__Compiti dell'esercizio__
**1.** Nel testo su Chiafura, quale nuovo quartiere nacque dall'interrogazione parlamentare?
**2.** Riscrivi un passo del testo su Chiafura scambiando "Scicli" con "Ragusa". Parti dalle parole "Dibattito sull'etimo" e fermati dopo "e di degrado.".
**3.** Riprendi il testo su Chiafura dal punto in cui si interrompe.

__Documento__
Dibattito sull'etimo
di Un Uomo Libero.


Scicli – Molti storici del presente e del passato sono stati affascinati da Chiafura.
Oggi “Chiafura” è universalmente conosciuto come il quartiere trogloditico della città di Scicli e nel linguaggio corrente del dopo Terremoto del 1693 è stato sinonimo di abbandono e di degrado.
Recentemente, nella storia repubblicana italiana, Chiafura fu protagonista di un’accorata interrogazione parlamentare dalla quale scaturì la nascita di un nuovo moderno quartiere, il quartiere Jungi, naturale espansione della città di Scicli verso il mare.
Chiafura è un agglomerato di grotte antichissime nelle quali per secoli la povertà ha abitato con gli animali. Dal lavoro degli animali, infatti, quella povertà traeva l’unico mezzo di sostentamento per sopravvivere.
Per uno studio abbastanza completo e circostanziato su questo quartiere della città di Scicli rimando, comunque, all’ottima sintesi di Pietro e Paolo Militello: “Chiafura dopo il terremoto del 1693”.
Qui, invece, io voglio ragionare sull’antichità del toponimo “chiafura” tentando di dare una spiegazione quanto più credibile e vicina alla realtà e, soprattutto, quanto più documentata possibile.
Già il canonico e storico Giovanni Pacetto si era a lungo interrogato sull’antichità di questo toponimo usato per identificare l’antico quartiere della città di Scicli.
Il Pacetto conosceva ovviamente il libro di memorie dell’Arciprete Antonino Carioti “Notizie storiche della città di Scicli” e sapeva pure che l’Arciprete più volte aveva citato nel suo manoscritto il quartiere che, arrampicandosi sull’estremità occidentale del colle san Matteo con le sue numerose grotte, fa da quinta scenografica all’attuale chiesa di san Bartolomeo chiamandolo “Chiafura”. Addirittura a pag. 168 del volume primo delle sopra citate memorie, edizione curata dall’indimenticabile Professore Michele Cataudella, si legge testualmente:
“Ogni qualvolta i conti e le contesse di Modica stazionavano ne’ suoi stati, non lasciavano di frequentare la città di Scicli alloggiando nel palazzo dell’illustre famiglia Erizzi, sito nell’antico quartiere di Chiafura, oggi rovinato per causa del terremoto del 1693.”
Due cose lascia trapelare Carioti in questo brano.
Primo. Il quartiere denominato “Chiafura” era antico e importante perché abitato da gente facoltosa.
Secondo. Il quartiere non era circoscritto alle antiche grotte scavate sulle pendici della collina di san Matteo. Si allungava, invece, secondo la descrizione che dà l’arciprete, fin quasi all’odierna piazza Italia. E’ stato dimostrato, infatti, che il palazzo della famiglia Erizzi (vignale di Antonino Erizzi, v. Carioti, Notizie storiche della città di Scicli, pag. 430. Notizia confermata da numerosi atti in notai diversi) era edificato sull’omonimo vignale oggi inglobato nel complesso de “Il Ritiro” prospetticamente situato di fronte alla chiesa della Maddalena.

__Materiale fornito__

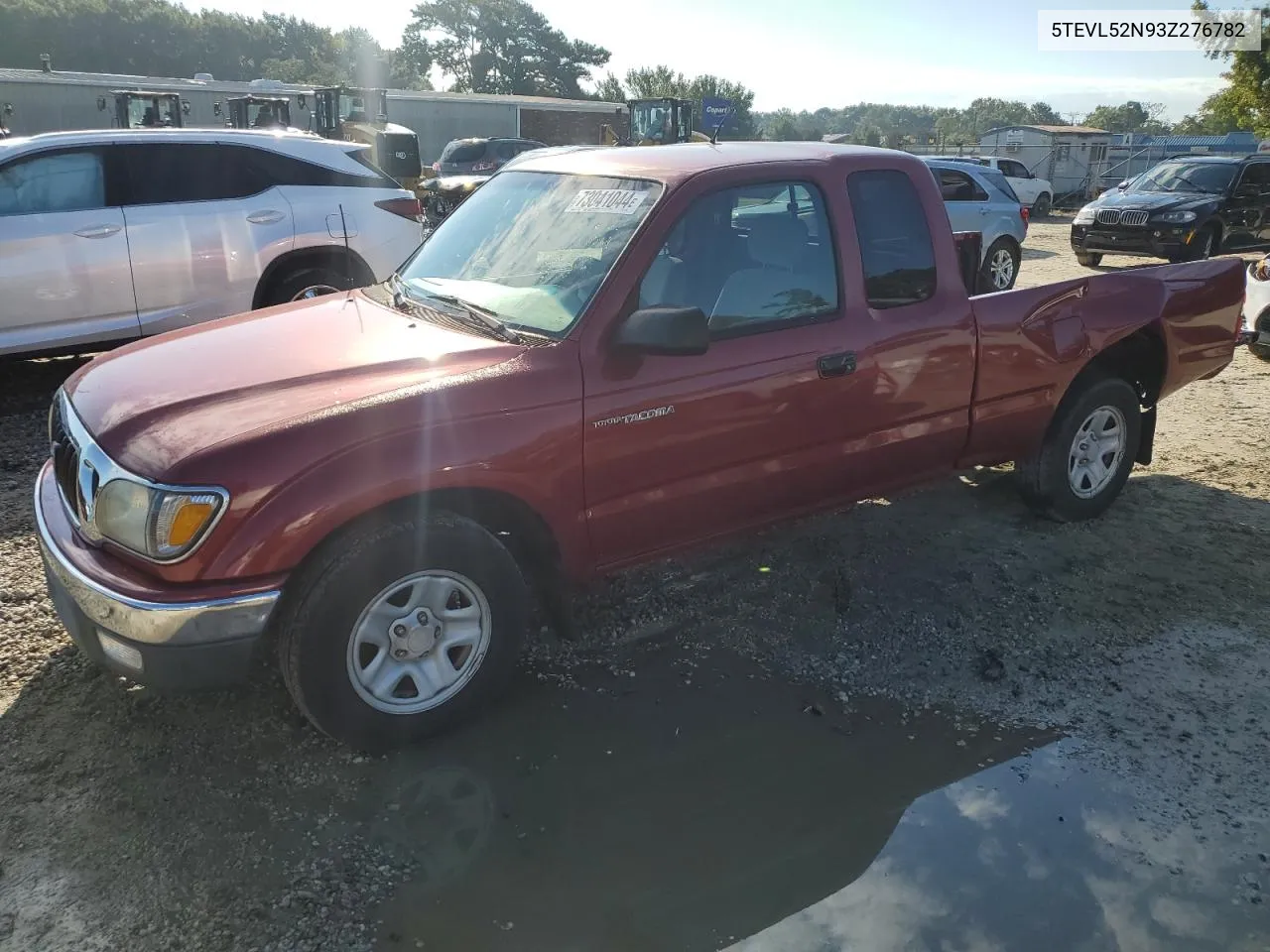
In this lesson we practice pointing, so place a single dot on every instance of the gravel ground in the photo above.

==

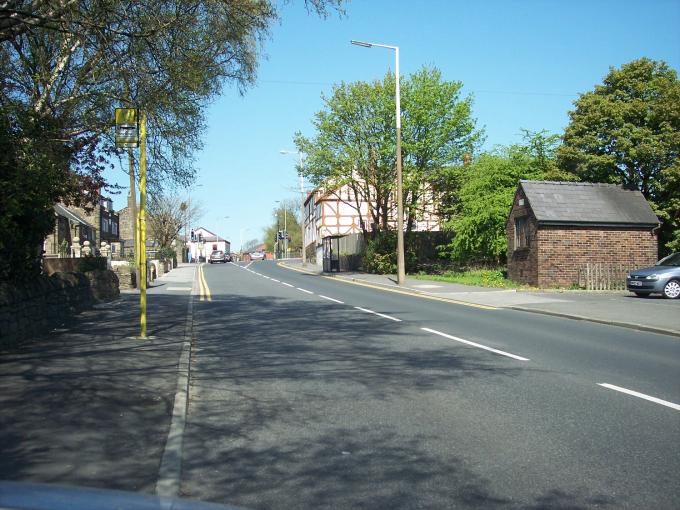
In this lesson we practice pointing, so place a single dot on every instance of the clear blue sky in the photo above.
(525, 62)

__Problemi risolti__
**1.** Il quartiere Jungi.

**2.**
Dibattito sull'etimo
di Un Uomo Libero.


Ragusa – Molti storici del presente e del passato sono stati affascinati da Chiafura.
Oggi “Chiafura” è universalmente conosciuto come il quartiere trogloditico della città di Ragusa e nel linguaggio corrente del dopo Terremoto del 1693 è stato sinonimo di abbandono e di degrado.

**3.**
Il canonico Pacetto non accettò comunque sic et simpliciter le informazioni ricevute da Carioti. Da ottimo ricercatore qual era non si spiegava, in verità, come nessun notaio del passato avesse mai utilizzato nei suoi rogiti il termine “chiafura” per individuare quella parte della collina che sovrasta la chiesa di san Bartolomeo.
Il canonico Pacetto rivelava così una passione archivistica non comune anzi rara per l’epoca nella quale visse, oltre a un acume non comune sapientemente aiutato da discrete doti di paleografo. Stimolerà in seguito con il suo importante legato la fantasia di diversi ricercatori e storici che come me nel tempo hanno tentato di risolvere felicemente il secolare rebus.
Su Chiafura Pacetto aveva formulato una sua teoria che non sarebbe peregrina se non fosse scarsamente documentata.
A foglio 208 della sua opera “Toponomastica Contrate di Scicli” così scriveva:
“Grutti minutilli
Spesso incontrasi presso gli Atti di Notar Guarino accennata una tale Contrada e come ché giammai in detto Notaro si fa menzione della Contrada Chiafura la quale contiene moltissime Grotte, perciò suppongo che con tale denominazione si vorrebbero indicare le Grotte di Chiafura. Delle suddette Grotte se ne fa menzione in più Atti, ma io mi restringo rapportarne un solo del giorno 29 Xmbre 1569 dove leggesi che Natali Scardino accaptao d’Angilo et Sabella de Mazza # (tarì, ndr) 12 di Cenzo supra una casa in contrada di li Grutti minutilli conf. cum casa di Andria Lupo.”
Se così fosse, dicevo, sarebbe per sempre svelato il mistero di Chiafura. E il merito andrebbe davvero al canonico Pacetto.
Ma non è esattamente così.
Prima ancora di quest’atto del notaio Guarino, io stesso ho trovato un atto del Notaio Bartolomeo Terranova alias Cannariati rogato in data 8 novembre 1525 13° Indizione nel quale si fa espressamente menzione della contrada sospettata dal Pacetto di essere identificata con “Chiafura”. E’ una dichiarazione nella quale Violante, figlia del defunto Antonio Buchuffa e vedova di Francesco di Giuffrida, testimonia che Lemmo de Joccia ogni anno nel mese di agosto le paga un censo di tarì due su due case di sua proprietà “per suolo e luogo”. Le case sono ubicate nel territorio di Scicli in contrada “di li grutti minutilli”.
Il Notaio Terranova, pignolo a volte fino all’inverosimile, non scrive “cripte” bensì case, ergo non si trattava di grotte.
Non è difficile capire, allora, che la teoria del canonico Pacetto secondo la quale si sarebbe potuto identificare il quartiere detto de “li grutti minutilli” con Chiafura perde di credibilità o, in ultima analisi, la mantiene solo riguardo alla parte alta della collina. Tra l’altro l’atto da me individuato è di gran lunga anteriore all’altro citato dal Pacetto in Notaio Guarino.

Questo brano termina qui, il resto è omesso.